*GOAL OF THE EXERCISE:*
Set down the whole listing verbatim.
'''
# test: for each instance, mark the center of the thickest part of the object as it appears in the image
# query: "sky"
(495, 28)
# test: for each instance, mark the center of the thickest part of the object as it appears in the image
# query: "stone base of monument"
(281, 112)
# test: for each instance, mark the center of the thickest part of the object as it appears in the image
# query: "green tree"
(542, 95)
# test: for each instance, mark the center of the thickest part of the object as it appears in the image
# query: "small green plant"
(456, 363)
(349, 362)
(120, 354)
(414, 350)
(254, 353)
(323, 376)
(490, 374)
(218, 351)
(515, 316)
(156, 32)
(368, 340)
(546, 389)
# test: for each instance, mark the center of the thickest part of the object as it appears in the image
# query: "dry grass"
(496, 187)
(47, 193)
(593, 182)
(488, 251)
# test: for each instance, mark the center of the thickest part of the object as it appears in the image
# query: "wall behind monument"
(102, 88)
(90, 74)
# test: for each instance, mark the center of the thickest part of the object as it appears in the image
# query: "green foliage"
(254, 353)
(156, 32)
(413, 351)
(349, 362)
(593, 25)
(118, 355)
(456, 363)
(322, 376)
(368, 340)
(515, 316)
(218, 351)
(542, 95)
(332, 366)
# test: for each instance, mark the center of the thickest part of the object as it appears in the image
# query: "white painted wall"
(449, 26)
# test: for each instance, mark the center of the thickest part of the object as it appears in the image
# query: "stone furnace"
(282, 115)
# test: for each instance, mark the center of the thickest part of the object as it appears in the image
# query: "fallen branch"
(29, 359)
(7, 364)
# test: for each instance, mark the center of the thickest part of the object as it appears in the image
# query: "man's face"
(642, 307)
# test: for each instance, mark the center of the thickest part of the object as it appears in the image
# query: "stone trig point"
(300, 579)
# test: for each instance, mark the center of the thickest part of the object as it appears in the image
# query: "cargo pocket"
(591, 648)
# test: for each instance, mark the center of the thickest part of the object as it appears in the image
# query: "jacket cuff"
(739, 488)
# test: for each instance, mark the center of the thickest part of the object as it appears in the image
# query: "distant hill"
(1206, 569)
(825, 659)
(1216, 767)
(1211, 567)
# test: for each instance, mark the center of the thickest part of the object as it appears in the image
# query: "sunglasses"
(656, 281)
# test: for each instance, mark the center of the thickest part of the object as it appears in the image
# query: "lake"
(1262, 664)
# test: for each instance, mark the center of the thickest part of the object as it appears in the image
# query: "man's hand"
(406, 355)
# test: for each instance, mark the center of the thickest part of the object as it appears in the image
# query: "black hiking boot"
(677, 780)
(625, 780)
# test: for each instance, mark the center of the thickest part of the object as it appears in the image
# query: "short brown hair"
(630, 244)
'''
*EXERCISE RESULT:*
# test: for each instance, mark the center of the thickest part of the object as it appears in the image
# query: "sky"
(495, 28)
# test: for each instance, mark the center of the thickest part of the object as it appears in the image
# query: "stone base of monument"
(281, 112)
# test: for each instance, mark the center of the thickest part of the object as it appears in the image
# query: "green tree"
(542, 95)
# test: for each instance, mark the center of the thickest part of the object as it appears in the image
# query: "small green plant"
(456, 363)
(349, 362)
(120, 354)
(414, 350)
(254, 353)
(323, 376)
(490, 374)
(218, 351)
(515, 316)
(156, 32)
(368, 340)
(546, 389)
# test: for each instance, mark the center of the thickest part of the object as it appears in the image
# query: "dry grass"
(496, 187)
(47, 193)
(593, 182)
(488, 251)
# test: for each instance, mark the center of the thickest part of the object as it appears in the image
# query: "wall behind monument"
(102, 88)
(90, 74)
# test: for each instance, mark the center of the thickest part of the object as it appears in the image
# query: "green foliage"
(254, 353)
(156, 32)
(413, 351)
(349, 362)
(593, 25)
(118, 355)
(456, 363)
(322, 376)
(368, 340)
(515, 316)
(218, 351)
(542, 95)
(332, 366)
# test: for each instance, mark the center of the thickest part of the object as it appears in the image
# query: "white painted wall"
(449, 26)
# test: for each instance, mark the center of the thickest part of the object as it appears in the image
# query: "stone furnace"
(282, 115)
# test: for each instance, mark the center of the thickest part of the object as it appears in the image
# query: "fallen branch"
(29, 359)
(7, 364)
# test: for each instance, mark the center of the thickest part of the object as it appears in the image
# query: "man's face"
(642, 307)
# test: for each instance, mark the center of the thickest part of the object as it appears in the image
# query: "stone trig point"
(300, 579)
# test: for each instance, mark the center of the thickest part of the object as it appears in the image
# query: "cargo pocket"
(591, 648)
# test: for each instance, mark the center of the thickest part of the object as it appears in the image
# query: "jacket cuff"
(739, 488)
# test: for each instance, mark the center of the thickest part of the object as it appears in the image
# query: "distant hill"
(1206, 569)
(825, 659)
(1216, 767)
(1211, 567)
# test: for each instance, mark the center of the thickest part of the object as it appears in the image
# query: "sunglasses"
(656, 281)
# test: for each instance, mark the center of the thickest part of the object as it appears in the image
# query: "lake"
(1262, 664)
# test: for each instance, mark the center of the thickest part of the object as it appears in the image
# query: "man's hand"
(406, 355)
# test: for each instance, mark the center of the thickest part of the object as it appears in the image
# query: "black hiking boot"
(677, 780)
(625, 780)
# test: for each instance, mark the center of the thickest part of the object as it appears in the image
# query: "short brown hair"
(630, 244)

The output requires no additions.